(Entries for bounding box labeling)
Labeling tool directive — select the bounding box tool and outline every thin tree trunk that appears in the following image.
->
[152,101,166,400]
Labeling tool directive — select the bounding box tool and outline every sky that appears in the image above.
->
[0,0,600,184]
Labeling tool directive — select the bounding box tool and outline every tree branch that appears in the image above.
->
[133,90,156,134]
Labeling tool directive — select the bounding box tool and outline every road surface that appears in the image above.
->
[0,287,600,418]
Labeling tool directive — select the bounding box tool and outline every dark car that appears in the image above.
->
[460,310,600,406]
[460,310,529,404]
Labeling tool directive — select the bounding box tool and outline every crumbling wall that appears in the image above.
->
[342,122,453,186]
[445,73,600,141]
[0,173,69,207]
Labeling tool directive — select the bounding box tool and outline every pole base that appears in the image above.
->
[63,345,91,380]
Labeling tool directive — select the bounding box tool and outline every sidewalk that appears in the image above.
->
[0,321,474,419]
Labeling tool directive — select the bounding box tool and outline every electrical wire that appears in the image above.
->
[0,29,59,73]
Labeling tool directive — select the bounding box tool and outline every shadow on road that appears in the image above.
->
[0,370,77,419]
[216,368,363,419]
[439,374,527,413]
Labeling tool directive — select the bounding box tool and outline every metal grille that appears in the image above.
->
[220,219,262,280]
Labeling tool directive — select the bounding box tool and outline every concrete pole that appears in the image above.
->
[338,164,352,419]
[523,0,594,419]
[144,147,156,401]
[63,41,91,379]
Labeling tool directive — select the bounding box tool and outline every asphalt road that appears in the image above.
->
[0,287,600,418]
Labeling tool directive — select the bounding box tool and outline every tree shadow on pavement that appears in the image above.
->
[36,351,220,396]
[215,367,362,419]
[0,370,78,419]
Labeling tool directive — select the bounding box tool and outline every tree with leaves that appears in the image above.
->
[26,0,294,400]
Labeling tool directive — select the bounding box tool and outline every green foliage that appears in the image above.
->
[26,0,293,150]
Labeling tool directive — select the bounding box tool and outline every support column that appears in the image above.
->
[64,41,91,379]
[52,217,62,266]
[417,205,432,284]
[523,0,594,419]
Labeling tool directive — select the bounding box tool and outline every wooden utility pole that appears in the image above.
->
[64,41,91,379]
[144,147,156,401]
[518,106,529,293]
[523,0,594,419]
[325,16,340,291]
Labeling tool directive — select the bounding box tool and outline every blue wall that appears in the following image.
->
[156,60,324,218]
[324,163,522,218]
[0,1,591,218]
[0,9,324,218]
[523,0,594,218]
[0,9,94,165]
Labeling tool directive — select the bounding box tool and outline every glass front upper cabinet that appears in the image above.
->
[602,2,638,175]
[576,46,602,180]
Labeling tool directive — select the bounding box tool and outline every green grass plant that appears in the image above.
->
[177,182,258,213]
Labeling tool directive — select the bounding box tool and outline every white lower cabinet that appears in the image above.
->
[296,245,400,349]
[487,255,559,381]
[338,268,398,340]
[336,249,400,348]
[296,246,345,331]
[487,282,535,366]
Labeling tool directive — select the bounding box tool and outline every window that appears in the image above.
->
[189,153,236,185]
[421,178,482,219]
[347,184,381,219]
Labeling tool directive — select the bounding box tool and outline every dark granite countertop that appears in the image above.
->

* **OBJECTIVE**
Reproduce every one of the entries above without any change, keeping them in their original order.

* **EXERCISE OUTPUT**
Labeling tool directive — select the bounding box tool and outline every thin tree trunk that appears in the following image.
->
[152,101,166,400]
Labeling tool directive — select the bounding box tool and outline every sky that appears in the image above.
->
[0,0,600,184]
Labeling tool directive — select the bounding box tool and outline every tree branch that appears in the image above.
->
[133,90,156,134]
Labeling tool directive — select the bounding box tool and outline every road surface that appears in the image above.
->
[0,287,600,418]
Labeling tool directive — select the bounding box tool and outline every dark car that appears in the image above.
->
[460,310,600,406]
[460,310,529,404]
Labeling tool directive — select the bounding box tool and outline every crumbling wall that appears in the image above.
->
[342,122,453,186]
[445,73,600,141]
[0,173,69,207]
Labeling tool directive — select the bounding box tool and outline every pole base that appears in the image above.
->
[63,345,91,380]
Labeling tool directive — select the bounding box tool and outline every sidewalk that appears in the image above.
->
[0,321,474,419]
Labeling tool directive — select the bounding box tool and outline every electrical wire that appears in the image above.
->
[0,29,59,73]
Labeling tool directive — select the bounding box tool and outline every shadow on road that appears in the image above.
->
[0,370,77,419]
[216,368,363,419]
[439,374,527,413]
Labeling tool directive — select the bounding box tool and outline every metal grille that appears in the image above.
->
[220,219,262,280]
Labeling tool directive — select the bounding box tool and outline every concrete pole that appears in the image above.
->
[338,164,352,419]
[523,0,594,419]
[144,147,156,401]
[63,41,91,379]
Labeling tool directive — select the bounding box tool and outline every asphalt road that appears in the image above.
->
[0,287,600,418]
Labeling tool directive — select the bounding box tool and outline every tree shadow on pavement that appears in the image above.
->
[36,351,220,396]
[215,367,362,419]
[0,370,78,419]
Labeling tool directive — select the bounding box tool and outline every tree with leaves that appears in the image above.
->
[26,0,294,400]
Labeling tool directive — select the bounding box tool and outline every green foliage that appears in the image above.
->
[26,0,293,150]
Labeling tool directive — select the bounding box tool and outline every support column that appears in the image above.
->
[64,41,91,379]
[52,217,62,266]
[417,205,432,284]
[523,0,594,419]
Labeling tool directive — select the bounding box tool and outline every wooden utility pole that appears in the image above.
->
[64,41,91,379]
[144,147,156,401]
[518,106,529,293]
[523,0,594,419]
[325,16,340,291]
Labeling tool directive — select the bounding box tool and outline every blue wall that appears in the following image.
->
[156,60,324,218]
[324,163,522,218]
[0,1,591,218]
[0,9,324,218]
[523,0,594,218]
[0,9,94,165]
Labeling tool directive — select the bounding box tool and outline every glass front upper cabinet that appears in the image above.
->
[602,2,638,175]
[576,46,602,180]
Labeling tool directive — select the bounding box tool and outline every green grass plant that appears in the image above.
->
[177,182,258,213]
Labeling tool directive — select the bounding box tool and outline every white lower cabinet that appears in the image above.
->
[296,245,400,349]
[487,255,559,381]
[338,268,398,340]
[336,249,400,348]
[296,246,345,331]
[487,282,535,366]
Labeling tool directive — select the bounding box tool and outline every window that appears in the image above.
->
[189,153,236,185]
[421,178,482,219]
[347,184,381,219]
Labeling tool directive — select the bounding box tool and outline every dark granite countertop that appears in the image above.
->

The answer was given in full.